Top of Available records

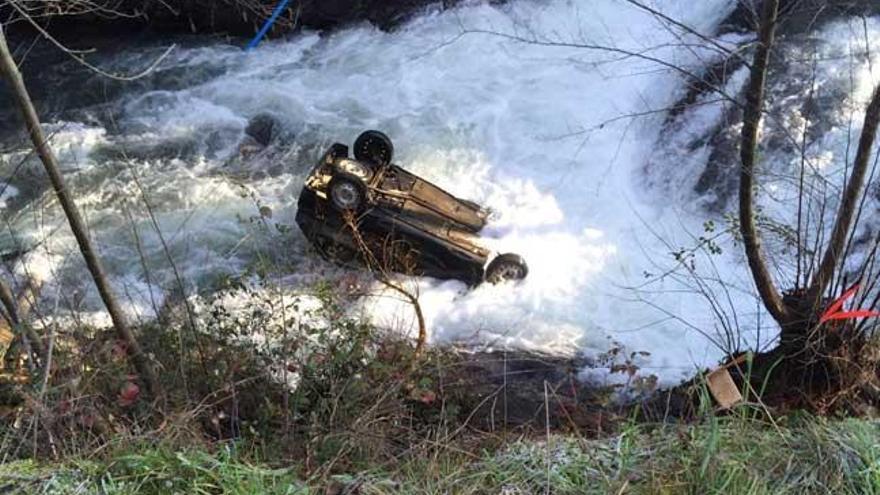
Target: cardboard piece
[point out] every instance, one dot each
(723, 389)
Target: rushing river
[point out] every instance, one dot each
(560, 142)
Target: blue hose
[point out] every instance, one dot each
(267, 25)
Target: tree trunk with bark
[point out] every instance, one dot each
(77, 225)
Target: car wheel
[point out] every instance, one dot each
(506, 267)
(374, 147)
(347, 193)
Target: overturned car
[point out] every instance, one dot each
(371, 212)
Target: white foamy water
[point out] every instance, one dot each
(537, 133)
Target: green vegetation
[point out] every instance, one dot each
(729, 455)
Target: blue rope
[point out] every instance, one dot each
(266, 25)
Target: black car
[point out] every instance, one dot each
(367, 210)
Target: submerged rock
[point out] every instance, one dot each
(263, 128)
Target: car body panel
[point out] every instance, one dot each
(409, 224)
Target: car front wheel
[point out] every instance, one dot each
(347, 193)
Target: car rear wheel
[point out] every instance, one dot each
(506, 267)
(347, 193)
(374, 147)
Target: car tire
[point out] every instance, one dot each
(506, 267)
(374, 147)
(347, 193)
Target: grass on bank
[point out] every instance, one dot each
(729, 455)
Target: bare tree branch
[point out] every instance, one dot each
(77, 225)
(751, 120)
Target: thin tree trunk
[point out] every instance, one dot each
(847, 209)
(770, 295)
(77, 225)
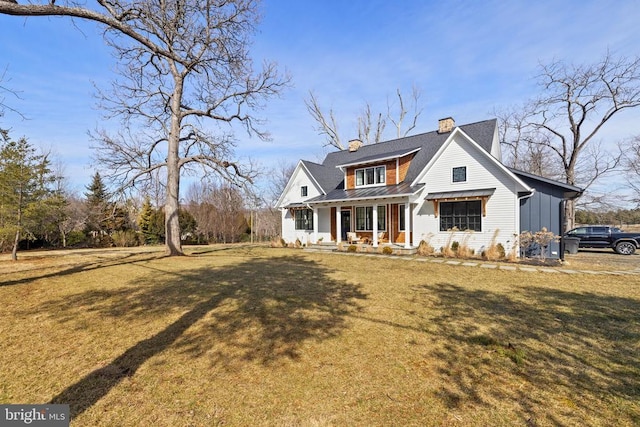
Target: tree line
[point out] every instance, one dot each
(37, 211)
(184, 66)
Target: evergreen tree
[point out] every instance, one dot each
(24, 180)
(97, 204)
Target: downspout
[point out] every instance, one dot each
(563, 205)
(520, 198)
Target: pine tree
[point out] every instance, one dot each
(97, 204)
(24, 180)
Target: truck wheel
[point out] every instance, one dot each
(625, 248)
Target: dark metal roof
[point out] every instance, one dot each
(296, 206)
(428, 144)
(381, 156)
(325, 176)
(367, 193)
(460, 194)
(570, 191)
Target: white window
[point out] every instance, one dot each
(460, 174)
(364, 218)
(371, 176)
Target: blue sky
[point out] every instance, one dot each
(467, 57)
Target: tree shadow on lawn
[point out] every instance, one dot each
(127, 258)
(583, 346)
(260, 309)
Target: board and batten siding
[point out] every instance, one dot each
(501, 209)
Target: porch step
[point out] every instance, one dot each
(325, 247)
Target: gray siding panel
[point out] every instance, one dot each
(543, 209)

Bottom of Available records

Instructions for the task: Look above for the line with "Target: white foamy water" and the line with "Target: car body panel"; transcribe both and all lines in between, exactly, and nothing else.

The completed task:
Target: white foamy water
[point out] every instance, one dot each
(537, 133)
Target: green vegetation
[point out] every instance, one dot each
(729, 455)
Target: blue rope
[point out] every instance, one dot each
(266, 25)
Target: black car
[point out] every instance, one dot each
(367, 210)
Target: submerged rock
[point out] every instance, one dot each
(263, 128)
Target: car body panel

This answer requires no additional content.